TEXT SECTION:
((

SALENA ZITO: Talking electric vehicles at the oldest gas station in America.
Mr. Brown — who has worked at Reighard’s for over 27 years — explained that the station originally “was a blacksmith shop run by a man named George Hinkle who also sold kerosene, lamp oil, things of that nature.” By 1909 Hinkle started seeing more and more horseless carriages clattering down the pike and, being an enterprising fellow, he started selling gasoline.
In the early days of the American filling station, drivers bought their gas from blacksmiths like Hinkle, first in open containers, then with free standing pumps. “He bought his petroleum products from a guy named Sam Reighard, and eventually Hinkle sold out to Sam’s son George. It remained in the family in this same spot until 1978, when Martin Oil Company purchased us,” Mr. Brown said.
Often attached to a hardware store, pharmacy or even a diner, the first American gas stations grew and changed and flourished because of the free market — not because the government subsidized and incentivized them.
Which is exactly what the current administration did in the bipartisan infrastructure bill, which allots $7.5 billion to build out a nationwide network of 500,000 electric vehicle chargers.
As one long-time congressional staffer said, “The government wants to do whatever it can to get the consumer to get an electric vehicle and have you stop using fossil fuels; that includes pushing the building of EV charging networks.”
It’s something all of us are footing the bill for in our taxes.
Mr. Brown says as far has he knows the government didn’t have taxpayers pay for the first filling stations that sprouted up across the country, as innovators continued to make newer, faster and better cars: “No one gave those small businessmen and women money to build these places — that came out of their own hard work and their own pocketbook.”
Today, government is in the business of picking sides; it is clear they are rooting for the demise of gas stations and want everyone to use EVs.
They’re idiots and should leave us alone. But there are insufficient opportunities for graft and self-importance in that.

))

WORK INSTRUCTION: Set down, word for word, the part of the gas station column starting at "SALENA ZITO: Talking" and ending at "started selling gasoline.".

[Entries drawn from a collection]

((

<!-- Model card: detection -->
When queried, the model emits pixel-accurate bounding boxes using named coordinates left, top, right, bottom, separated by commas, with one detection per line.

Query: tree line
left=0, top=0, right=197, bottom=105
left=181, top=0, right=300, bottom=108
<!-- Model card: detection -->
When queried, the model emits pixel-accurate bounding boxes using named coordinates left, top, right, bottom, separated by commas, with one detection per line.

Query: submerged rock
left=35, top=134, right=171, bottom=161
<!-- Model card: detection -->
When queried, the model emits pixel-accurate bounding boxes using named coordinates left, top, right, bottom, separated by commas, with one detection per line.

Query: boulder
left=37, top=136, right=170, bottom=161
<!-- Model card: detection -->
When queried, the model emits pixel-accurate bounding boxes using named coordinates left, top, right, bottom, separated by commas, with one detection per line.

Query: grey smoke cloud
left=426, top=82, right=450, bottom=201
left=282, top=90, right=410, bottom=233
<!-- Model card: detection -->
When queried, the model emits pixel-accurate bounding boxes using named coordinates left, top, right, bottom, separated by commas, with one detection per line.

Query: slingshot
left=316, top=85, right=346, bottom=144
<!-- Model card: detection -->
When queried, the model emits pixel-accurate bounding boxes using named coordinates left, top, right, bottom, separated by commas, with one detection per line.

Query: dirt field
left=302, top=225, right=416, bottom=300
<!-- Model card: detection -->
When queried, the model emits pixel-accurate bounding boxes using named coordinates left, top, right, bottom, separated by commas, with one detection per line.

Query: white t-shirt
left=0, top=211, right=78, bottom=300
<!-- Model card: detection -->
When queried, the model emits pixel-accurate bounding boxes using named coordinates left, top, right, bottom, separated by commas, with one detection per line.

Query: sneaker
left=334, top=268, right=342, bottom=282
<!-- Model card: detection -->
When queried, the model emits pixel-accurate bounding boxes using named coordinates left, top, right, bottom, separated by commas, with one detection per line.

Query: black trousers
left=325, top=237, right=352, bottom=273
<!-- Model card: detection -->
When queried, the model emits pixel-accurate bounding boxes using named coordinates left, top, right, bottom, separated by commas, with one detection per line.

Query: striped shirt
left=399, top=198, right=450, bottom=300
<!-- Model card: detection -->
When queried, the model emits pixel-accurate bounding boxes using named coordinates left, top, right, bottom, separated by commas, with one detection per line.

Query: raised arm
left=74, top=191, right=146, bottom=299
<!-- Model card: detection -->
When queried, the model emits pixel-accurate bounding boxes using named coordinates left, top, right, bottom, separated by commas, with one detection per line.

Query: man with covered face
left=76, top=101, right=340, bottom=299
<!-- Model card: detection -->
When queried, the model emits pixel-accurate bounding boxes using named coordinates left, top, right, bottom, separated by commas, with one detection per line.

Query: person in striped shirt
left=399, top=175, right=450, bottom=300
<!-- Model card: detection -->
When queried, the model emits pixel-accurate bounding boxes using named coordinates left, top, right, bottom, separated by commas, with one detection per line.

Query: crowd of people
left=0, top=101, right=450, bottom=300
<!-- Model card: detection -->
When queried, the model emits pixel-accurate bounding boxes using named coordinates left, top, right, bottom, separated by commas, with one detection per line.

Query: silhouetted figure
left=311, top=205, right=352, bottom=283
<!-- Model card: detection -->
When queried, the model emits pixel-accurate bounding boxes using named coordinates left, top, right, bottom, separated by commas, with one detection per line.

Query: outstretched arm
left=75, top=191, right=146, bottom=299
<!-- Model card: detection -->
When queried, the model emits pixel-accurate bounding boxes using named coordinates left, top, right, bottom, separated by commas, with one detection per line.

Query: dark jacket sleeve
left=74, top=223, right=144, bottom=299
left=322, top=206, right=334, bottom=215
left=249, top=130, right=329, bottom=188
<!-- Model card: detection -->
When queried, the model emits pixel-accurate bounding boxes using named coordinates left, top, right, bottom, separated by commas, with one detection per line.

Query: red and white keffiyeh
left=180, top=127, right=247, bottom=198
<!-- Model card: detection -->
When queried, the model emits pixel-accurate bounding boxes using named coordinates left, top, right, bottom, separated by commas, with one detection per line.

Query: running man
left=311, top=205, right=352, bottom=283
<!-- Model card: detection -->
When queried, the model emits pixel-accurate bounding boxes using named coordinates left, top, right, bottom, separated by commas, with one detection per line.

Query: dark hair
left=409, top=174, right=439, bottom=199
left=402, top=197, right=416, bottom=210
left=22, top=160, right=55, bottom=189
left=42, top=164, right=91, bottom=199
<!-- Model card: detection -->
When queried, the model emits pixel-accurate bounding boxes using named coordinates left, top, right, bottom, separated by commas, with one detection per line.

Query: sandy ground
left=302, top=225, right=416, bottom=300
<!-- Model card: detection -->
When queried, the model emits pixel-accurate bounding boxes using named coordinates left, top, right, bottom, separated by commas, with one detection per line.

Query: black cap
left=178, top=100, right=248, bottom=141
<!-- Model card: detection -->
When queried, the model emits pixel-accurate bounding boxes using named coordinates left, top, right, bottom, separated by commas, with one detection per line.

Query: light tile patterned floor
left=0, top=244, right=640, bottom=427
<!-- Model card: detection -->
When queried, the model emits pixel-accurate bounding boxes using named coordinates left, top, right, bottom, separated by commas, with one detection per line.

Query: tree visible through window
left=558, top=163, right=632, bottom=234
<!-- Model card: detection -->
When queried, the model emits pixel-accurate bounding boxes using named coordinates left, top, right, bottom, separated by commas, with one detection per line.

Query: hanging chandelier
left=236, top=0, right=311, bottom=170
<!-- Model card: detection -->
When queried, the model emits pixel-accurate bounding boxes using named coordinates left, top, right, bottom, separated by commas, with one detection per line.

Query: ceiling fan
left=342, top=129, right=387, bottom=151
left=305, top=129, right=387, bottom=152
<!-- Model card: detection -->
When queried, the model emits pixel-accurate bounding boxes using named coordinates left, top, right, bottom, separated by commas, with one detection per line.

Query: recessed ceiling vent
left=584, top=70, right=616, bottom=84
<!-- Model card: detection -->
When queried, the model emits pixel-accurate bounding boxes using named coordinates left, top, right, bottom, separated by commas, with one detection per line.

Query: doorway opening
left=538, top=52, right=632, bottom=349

))

REPLY TO THE EXERCISE:
SALENA ZITO: Talking electric vehicles at the oldest gas station in America.
Mr. Brown — who has worked at Reighard’s for over 27 years — explained that the station originally “was a blacksmith shop run by a man named George Hinkle who also sold kerosene, lamp oil, things of that nature.” By 1909 Hinkle started seeing more and more horseless carriages clattering down the pike and, being an enterprising fellow, he started selling gasoline.